— Extract to read —
* * * * *
Times must be hard in Europe or scamming hotel guests must have become the
norm?
I
respectfully declined the offer to an upgrade, knowing full well, based on
prior research on the internet of the types of rooms available in this hotel, that
what I originally booked was one of the better rooms on offer. We selected to
store our luggage at the hotel and floated into the streets of Amsterdam.
Sitting inside De Vier Pilaren restaurant and watching the world float by
On
one of those occasional rainy moments, on our first day out walking towards the
Jordaan area, we popped into De Vier
Pilaren, a “Poffertjes en Pannenkoeken” restaurant for lunch, located near
the Vondelpark entrance on Stadhouderskade
and across the Singelgracht from Max Euweplein. Of course the Dutch pannenkoeken (pancake) is not a strange
dish to us because we grew up with it. Every traditional Afrikaner gathering in
South Africa usually served the thin styled pancake, mostly with a cinnamon and
sugar mixture on top and rolled up like wrap. M went sweet and had a pancake
with only a granular sugar coating. I went the other way, savory, and had one
with aged Gouda cheese and liberally layered with cured ham, a light burgundy
colored ham. It was so delicious! The tiny restaurant’s service was excellent,
the aroma of the freshly baked pancakes and “poffertjes”, the warmth inside
while it was cold and raining outside, created a cozy atmosphere that was
perfect in that moment. We lingered inside De
Vier Pilaren for quite a while. Feeling the effects of jet lag, time was not
important, resting our feet was, and taking an early break to absorb the
Amsterdam vibe was important. And we did. While we watched people come and go
and tourist canal boats floating by on the Singelgracht,
M sipped on a hot chocolate topped with whipped cream and I savored some French
Chardonnay. [Gracht is Dutch for canal.]
Rembrandt's The Night Watch
The
day after our arrival was all about the main purpose of this short vacation. The
Rijksmuseum: The pride of Amsterdam and the Netherlands. Rembrandt van Rijn and
his fellow schilders (painters) from the
17th century, the Dutch Golden Age, are a major love of M’s art
interest. We spent a whole day in the museum. In the end, the Rijksmuseum
offered so much more than just a bunch of paintings against walls. It presented
the history of the Netherlands and its conquered lands in art form and how the
different cultures impacted the country. It certainly turned out to be one of
better museums we have been to. One criticism though: Although they had a
special exhibition of South Africa and its relationship with the Netherlands in
the Rijksmuseum in 2017, it seems the settling of a halfway station at the
southern tip of Africa by the Dutch and the incredible impact it had on the
creation of the Afrikaner people, its language and on South Africa in general for
centuries to come (after all the Dutch ruled the Cape of Good Hope for 150
years) are not enough to justify a permanent section on South Africa in the
Rijksmuseum. Except if I missed it.
* * * * *
— Listing —

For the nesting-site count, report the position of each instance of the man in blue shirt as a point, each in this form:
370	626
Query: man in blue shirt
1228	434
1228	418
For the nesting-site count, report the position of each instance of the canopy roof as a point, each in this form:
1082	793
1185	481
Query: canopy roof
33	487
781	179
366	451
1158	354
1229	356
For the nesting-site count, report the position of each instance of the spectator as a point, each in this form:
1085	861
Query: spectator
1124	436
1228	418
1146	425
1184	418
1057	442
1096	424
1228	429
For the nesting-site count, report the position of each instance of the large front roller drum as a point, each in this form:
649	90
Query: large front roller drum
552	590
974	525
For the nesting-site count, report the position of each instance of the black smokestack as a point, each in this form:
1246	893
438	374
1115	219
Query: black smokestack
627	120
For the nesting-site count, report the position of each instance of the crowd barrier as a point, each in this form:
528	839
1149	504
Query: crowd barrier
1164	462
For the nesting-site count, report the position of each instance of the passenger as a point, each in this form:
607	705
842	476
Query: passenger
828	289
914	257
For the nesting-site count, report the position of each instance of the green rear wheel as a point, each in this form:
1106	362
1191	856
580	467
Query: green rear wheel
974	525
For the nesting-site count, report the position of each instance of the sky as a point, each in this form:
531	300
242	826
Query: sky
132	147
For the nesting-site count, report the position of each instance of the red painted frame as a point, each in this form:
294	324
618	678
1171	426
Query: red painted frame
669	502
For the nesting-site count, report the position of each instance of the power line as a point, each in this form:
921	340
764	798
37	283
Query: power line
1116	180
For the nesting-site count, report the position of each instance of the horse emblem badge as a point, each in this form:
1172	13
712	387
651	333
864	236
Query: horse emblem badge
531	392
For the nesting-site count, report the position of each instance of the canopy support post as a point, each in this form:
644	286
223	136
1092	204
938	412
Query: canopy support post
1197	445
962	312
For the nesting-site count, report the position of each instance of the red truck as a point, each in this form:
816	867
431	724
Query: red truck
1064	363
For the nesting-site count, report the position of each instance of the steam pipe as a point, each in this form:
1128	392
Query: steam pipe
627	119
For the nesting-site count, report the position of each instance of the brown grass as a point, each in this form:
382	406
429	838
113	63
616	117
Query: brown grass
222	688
* * * * *
— Tasks —
1: List each Dutch word that the Amsterdam travel account explains in English, along with the English meaning it gives.
2: Write the next part of the Amsterdam travel account, starting after its final sentence.

— Answers for the exercise —
1:
- pannenkoeken: pancake
- schilders: painters
- gracht: canal

2:
The Rijksmuseum at night and the Christmas market on the right of the ice
skating rink
After
the Rijksmuseum and a walk through the Christmas market in front of the museum we
were famished and went searching for a restaurant. A few blocks away we came
across an Irish pub, packed to the rafters. After all, it was Friday night and
happy hour was still in full swing. Two blocks away, M found the Le Garage, a Michelin Bib listed
restaurant, French/Europe in cuisine and molecular gastronomy in style.
However, the restaurant was less than satisfactory with terrible service,
nicely decorated plates, but rather tasteless food. I had a bland rotisserie
chicken which barely had any color on it. A chain grocery in Danville sells
better rotisserie chicken than these “wannabe” chefs. Harsh, but that’s how bad
it was. M’s fish was only slightly better, but they forgot to bring her side
dish and when it eventually arrived after we had to ask for it, it was cold. The
next evening’s dinner at an Irish pub on Max Euweplein, the atmosphere was
livelier, the music much better, the food a slight improvement on the night
before, and the price much less. In
general, even in Paris, this trip cannot be described as a visit to foodies’
paradise. But that’s our fault; we never made a serious effort to find
exceptional restaurants.
Although
we also visited the Van Gogh Museum, the rest of our time in Amsterdam was
spent walking the streets, at times using the tram to save our feet and we went
on a canal tour late one afternoon and returned to our base as dusk descended
upon the city.
The Basilica of Saint Nicholas near Centraal Station
A small lunch and tea for two. That tea was very delicious (Rooibos, orange, vanilla and honey)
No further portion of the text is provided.